At the dealership I ran in Dallas when I was young (the one that I wrote about in The Sign), we had a technician let a diesel pickup fall forward off a lift. The front bumper was on the ground with the rest of the truck sticking way in the air. This is a hard thing to explain to a customer. The technician underestimated the weight of the diesel engine and had the truck too far forward. Thankfully he was able to get out of the way before it fell.

You would certainly think that scare would have been enough to frighten the tech into being more careful, but less than a month later, the same technician lost another diesel truck the exact same way. This time he was terminated.

Years later when I moved to the dealership I eventually purchased in Garland, TX I quickly realized the dealership was not viewed favorably with the locals. I decided I would do my best to change that. We made a huge deal out of it when someone came into the dealership that lived in our city. I dubbed them "home zone" customers and we really rolled out the red carpet.

I bought a home in Garland to better entrench myself in the area, became involved with the Chamber of Commerce, and supported everything that was going on in the schools. In fact, I set aside $25 for every car we sold into my "community support fund" and I made sure every penny was spent in my town.

I supported the police department and paid for the funeral of an officer killed in the line of duty. Another officer was badly injured and I had lunch delivered to the hospital for a month to feed the officers holding vigil. I supported the fire department and was made Honorary Fire Chief for a day, and was presented a fire chief's helmet in a display case that is one of my most cherished possessions today. We quickly became known as a benevolent dealership and the locals supported us because we supported them.

▶ _Exercise tasks_:
1) Answer from the dealership passage:
(a) What happened to the technician after he lost a second diesel truck off a lift?
(b) How much did the writer set aside for every car sold into the "community support fund"?
(c) What was the writer presented with when made Honorary Fire Chief for a day?
2) List every local institution or public body that the dealership passage says the writer became involved with or supported.
Rely only on the dealership passage.

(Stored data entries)

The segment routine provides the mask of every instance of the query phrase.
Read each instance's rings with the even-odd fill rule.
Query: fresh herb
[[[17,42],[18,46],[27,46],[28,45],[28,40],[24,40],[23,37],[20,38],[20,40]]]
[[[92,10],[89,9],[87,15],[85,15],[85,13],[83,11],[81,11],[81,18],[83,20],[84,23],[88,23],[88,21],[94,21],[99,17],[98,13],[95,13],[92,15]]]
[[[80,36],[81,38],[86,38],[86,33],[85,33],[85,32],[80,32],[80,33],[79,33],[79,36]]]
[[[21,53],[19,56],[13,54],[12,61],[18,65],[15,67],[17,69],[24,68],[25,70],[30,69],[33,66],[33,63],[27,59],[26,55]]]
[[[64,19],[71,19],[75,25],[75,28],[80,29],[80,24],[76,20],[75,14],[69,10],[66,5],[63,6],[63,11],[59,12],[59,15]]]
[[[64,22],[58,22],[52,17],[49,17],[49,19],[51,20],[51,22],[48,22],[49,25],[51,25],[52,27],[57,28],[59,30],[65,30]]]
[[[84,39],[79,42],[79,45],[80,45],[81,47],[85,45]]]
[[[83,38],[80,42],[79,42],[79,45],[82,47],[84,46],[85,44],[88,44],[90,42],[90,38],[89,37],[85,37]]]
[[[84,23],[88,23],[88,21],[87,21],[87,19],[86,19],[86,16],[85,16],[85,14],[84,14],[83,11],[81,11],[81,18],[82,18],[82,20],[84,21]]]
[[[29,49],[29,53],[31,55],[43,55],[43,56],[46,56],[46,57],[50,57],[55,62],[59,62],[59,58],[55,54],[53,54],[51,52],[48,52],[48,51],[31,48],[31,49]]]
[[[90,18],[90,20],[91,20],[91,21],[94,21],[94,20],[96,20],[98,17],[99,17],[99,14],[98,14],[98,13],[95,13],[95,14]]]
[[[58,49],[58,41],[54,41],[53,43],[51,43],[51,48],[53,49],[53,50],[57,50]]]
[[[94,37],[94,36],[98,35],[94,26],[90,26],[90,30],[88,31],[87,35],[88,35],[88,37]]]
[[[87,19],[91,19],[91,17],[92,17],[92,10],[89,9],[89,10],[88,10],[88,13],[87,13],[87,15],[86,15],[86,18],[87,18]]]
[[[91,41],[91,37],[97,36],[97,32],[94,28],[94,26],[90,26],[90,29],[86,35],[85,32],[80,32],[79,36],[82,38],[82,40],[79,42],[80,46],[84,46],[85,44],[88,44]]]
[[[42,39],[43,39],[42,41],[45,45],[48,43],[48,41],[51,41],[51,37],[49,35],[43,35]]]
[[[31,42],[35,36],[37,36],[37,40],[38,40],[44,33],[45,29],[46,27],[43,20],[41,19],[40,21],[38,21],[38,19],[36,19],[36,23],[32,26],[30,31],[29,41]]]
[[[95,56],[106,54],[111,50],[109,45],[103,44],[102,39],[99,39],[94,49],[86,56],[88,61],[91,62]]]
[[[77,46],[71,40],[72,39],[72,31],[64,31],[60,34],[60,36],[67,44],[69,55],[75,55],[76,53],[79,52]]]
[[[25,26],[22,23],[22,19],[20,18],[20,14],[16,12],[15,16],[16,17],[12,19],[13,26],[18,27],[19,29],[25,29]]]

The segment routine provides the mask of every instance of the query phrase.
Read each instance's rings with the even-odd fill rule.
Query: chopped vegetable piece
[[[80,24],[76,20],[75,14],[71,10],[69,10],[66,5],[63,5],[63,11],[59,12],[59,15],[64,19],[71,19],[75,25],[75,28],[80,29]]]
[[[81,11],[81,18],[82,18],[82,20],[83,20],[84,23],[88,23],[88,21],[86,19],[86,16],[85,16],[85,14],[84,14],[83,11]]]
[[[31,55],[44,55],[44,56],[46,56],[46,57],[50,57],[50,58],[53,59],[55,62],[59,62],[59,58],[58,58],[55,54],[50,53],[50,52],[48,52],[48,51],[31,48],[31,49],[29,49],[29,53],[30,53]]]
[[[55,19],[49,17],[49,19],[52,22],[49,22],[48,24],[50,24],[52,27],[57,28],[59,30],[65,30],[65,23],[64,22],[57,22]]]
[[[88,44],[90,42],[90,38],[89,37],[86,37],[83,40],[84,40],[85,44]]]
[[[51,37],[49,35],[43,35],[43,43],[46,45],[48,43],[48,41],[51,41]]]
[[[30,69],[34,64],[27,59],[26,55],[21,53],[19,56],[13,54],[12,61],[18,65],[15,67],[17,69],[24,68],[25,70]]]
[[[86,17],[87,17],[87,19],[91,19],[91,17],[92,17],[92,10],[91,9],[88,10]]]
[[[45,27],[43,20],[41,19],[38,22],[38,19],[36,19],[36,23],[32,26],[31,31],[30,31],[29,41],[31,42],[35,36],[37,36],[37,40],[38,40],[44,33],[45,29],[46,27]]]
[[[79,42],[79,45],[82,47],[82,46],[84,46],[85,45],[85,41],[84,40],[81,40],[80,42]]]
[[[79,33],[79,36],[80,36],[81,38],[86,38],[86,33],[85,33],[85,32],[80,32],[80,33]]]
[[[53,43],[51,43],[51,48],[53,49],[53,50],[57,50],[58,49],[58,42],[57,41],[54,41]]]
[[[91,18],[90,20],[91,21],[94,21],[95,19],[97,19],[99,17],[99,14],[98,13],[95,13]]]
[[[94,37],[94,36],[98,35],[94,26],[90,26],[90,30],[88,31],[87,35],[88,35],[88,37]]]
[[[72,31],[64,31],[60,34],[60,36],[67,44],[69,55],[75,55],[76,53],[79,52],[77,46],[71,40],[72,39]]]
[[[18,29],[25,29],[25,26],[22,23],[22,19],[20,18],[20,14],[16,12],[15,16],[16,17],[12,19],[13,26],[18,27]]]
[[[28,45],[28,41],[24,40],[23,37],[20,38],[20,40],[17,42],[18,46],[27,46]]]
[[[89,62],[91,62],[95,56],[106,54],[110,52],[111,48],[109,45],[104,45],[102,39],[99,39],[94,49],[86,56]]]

▶ _Responses to the exercise_:
1)
(a) He was terminated.
(b) $25.
(c) A fire chief's helmet in a display case.

2)
- Chamber of Commerce
- Schools
- Police department
- Fire department